▸ Text section:
◇ ◇ ◇ ◇ ◇

In Gangnam, one of Seoul’s most competitive districts for aesthetic medicine, a boutique dermatology clinic is making its name by doing something surprisingly radical: publishing its prices online and charging everyone the same amount.
Sinsa Egg Clinic has built its reputation around what it calls a “One-Price Policy”—a direct response to a persistent complaint in Korea’s medical tourism industry. International patients have long suspected they’re paying more than locals for the same procedures. The clinic’s answer is straightforward: post all treatment costs publicly on its English website and apply identical rates regardless of where patients come from.
Beyond Pricing: Documentation and Verification
The transparency extends beyond the price list. The clinic has implemented what it describes as dosage documentation—providing patients with specific numbers such as how many Ultherapy lines were delivered or the exact volume of injectables used. Device cartridges and sealed tips are opened in front of patients before treatment begins, a practice designed to verify product authenticity in real time.

◇ ◇ ◇ ◇ ◇

▸ Dataset records:
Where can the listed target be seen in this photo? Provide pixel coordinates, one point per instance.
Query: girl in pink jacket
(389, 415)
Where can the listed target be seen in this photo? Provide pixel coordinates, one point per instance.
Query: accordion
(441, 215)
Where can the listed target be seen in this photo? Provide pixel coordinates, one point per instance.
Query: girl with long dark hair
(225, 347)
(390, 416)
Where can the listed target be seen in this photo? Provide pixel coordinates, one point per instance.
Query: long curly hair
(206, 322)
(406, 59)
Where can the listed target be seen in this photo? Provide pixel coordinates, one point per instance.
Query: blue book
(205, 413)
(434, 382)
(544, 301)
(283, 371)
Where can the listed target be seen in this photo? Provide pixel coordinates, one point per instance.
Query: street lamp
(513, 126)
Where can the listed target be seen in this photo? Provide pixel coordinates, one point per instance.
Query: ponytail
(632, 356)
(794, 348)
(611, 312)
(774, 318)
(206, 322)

◇ ◇ ◇ ◇ ◇

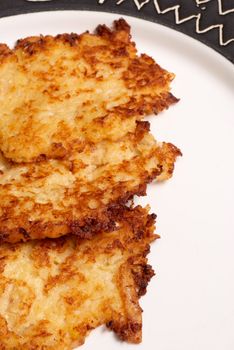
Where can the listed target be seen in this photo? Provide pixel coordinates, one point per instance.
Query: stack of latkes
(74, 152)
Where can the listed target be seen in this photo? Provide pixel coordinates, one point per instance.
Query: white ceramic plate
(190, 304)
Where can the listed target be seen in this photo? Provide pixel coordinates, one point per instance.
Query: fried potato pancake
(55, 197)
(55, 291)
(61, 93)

◇ ◇ ◇ ◇ ◇

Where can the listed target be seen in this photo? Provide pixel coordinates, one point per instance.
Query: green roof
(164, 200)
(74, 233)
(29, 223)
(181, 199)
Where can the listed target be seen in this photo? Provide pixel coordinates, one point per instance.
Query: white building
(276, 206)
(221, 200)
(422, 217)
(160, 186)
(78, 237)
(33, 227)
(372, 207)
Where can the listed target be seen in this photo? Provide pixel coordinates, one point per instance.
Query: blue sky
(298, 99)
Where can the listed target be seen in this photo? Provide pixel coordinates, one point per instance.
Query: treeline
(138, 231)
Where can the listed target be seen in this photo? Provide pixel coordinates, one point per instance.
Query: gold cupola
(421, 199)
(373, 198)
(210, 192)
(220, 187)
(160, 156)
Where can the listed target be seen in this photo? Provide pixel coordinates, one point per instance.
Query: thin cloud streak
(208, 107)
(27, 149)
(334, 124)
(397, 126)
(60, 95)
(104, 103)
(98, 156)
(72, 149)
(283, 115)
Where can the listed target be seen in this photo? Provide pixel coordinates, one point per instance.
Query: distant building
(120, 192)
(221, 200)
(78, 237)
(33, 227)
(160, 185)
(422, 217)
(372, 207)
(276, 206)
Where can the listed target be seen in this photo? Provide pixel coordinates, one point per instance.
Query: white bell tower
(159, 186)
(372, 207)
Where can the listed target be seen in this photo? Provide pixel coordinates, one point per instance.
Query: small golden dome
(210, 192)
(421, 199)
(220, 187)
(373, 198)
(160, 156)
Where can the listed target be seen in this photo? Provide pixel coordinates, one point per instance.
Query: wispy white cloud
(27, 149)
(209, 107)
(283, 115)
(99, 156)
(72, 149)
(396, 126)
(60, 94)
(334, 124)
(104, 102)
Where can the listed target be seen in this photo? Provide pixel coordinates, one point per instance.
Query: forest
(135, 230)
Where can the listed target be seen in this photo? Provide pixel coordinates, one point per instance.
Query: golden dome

◇ ◇ ◇ ◇ ◇

▸ Requirement 1: According to the text about the Gangnam dermatology clinic, why does the clinic open device cartridges and sealed tips in front of patients before treatment?
▸ Requirement 2: In the text about the Gangnam dermatology clinic, where does the clinic post all of its treatment costs?

▸ Written reply 1: The clinic opens device cartridges and sealed tips in front of patients to verify that the products are authentic. This check happens in real time, before treatment begins.

▸ Written reply 2: On its English website.